◆ **Listing de l'exercice**
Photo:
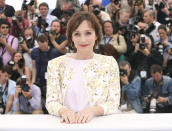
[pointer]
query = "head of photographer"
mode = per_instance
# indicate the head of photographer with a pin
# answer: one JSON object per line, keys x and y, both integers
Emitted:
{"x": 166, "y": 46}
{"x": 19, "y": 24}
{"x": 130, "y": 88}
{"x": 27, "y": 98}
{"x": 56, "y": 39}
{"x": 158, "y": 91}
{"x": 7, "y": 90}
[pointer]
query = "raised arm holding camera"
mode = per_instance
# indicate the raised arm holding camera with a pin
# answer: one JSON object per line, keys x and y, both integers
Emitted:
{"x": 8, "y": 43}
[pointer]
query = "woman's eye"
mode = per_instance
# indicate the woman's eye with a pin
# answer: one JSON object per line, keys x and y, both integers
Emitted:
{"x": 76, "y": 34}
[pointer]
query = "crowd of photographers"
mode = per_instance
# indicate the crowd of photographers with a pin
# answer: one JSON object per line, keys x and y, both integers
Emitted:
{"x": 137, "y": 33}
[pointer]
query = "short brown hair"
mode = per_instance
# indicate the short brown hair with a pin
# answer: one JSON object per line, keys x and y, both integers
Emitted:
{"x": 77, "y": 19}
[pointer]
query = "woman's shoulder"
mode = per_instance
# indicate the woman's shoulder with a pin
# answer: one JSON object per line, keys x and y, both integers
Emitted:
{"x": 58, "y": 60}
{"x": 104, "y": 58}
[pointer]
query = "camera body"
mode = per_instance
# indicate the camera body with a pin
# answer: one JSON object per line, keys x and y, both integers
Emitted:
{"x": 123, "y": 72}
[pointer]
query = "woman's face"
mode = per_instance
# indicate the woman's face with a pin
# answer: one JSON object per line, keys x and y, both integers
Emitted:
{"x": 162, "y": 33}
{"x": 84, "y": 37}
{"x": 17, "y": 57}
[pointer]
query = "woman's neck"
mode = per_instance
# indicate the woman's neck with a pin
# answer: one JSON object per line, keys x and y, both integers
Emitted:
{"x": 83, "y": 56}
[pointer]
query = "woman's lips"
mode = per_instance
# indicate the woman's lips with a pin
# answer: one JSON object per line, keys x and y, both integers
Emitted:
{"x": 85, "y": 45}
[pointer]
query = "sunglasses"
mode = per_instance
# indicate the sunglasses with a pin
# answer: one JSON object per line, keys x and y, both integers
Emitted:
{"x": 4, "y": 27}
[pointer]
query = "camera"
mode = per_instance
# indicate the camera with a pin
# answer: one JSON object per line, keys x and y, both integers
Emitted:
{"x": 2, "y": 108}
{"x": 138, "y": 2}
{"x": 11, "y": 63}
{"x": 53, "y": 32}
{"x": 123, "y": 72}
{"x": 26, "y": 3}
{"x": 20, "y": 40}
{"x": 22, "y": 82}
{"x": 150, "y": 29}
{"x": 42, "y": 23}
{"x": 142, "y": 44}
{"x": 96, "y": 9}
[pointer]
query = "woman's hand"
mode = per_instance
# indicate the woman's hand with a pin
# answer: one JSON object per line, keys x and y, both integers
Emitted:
* * *
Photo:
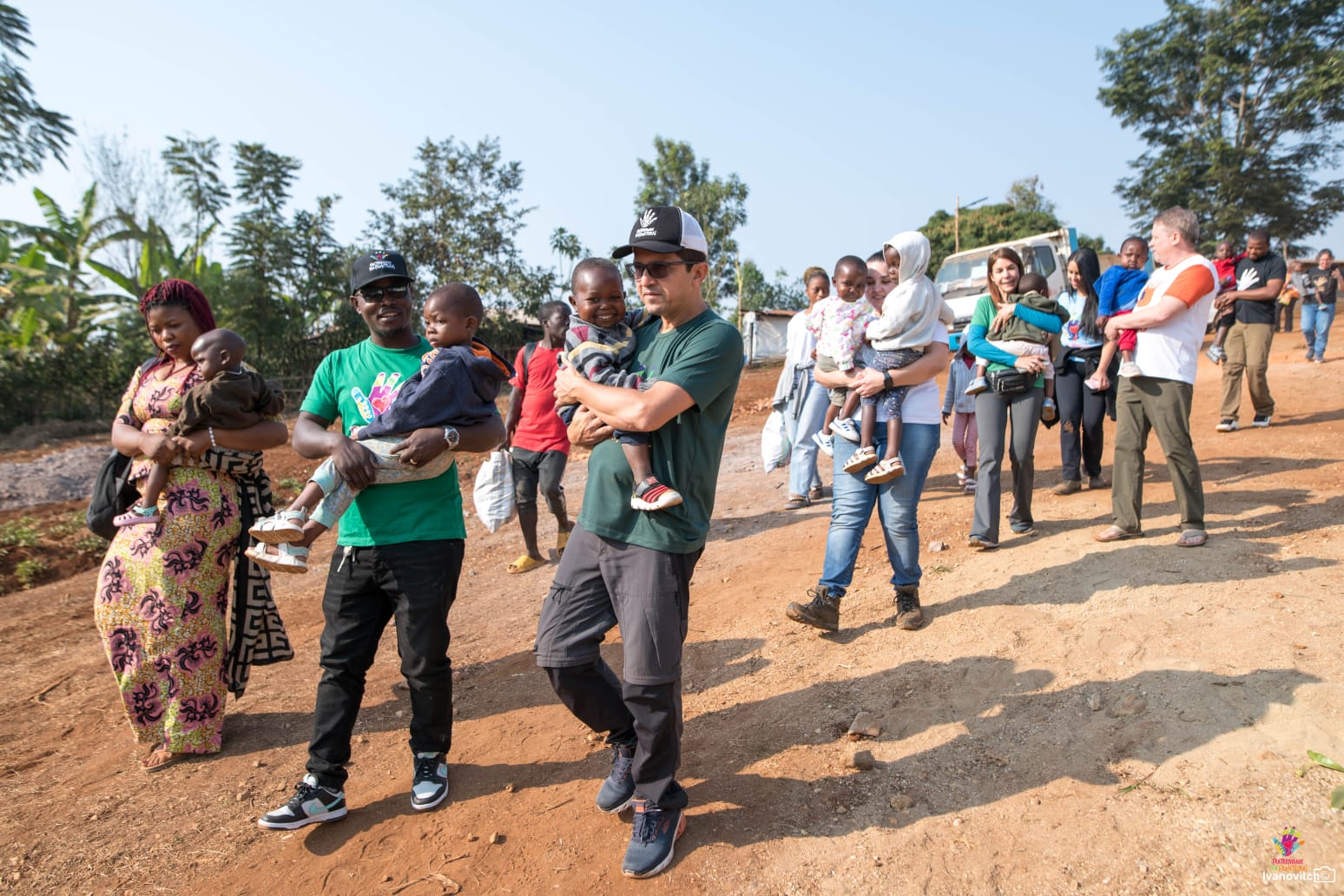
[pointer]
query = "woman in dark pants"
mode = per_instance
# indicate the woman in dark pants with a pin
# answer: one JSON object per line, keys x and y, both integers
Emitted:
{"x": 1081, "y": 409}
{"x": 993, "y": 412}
...
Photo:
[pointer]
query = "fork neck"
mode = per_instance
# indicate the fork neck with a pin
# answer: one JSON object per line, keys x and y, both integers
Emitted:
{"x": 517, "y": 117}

◆ **Exercice**
Repérez, s'il vous plaît, chaque ligne du listing ci-dessus qui contient la chaîne « short », puis recopiez-les toutes.

◆ **Exercice corrigé**
query = "short brown hair"
# indicate the short brown hair with a pin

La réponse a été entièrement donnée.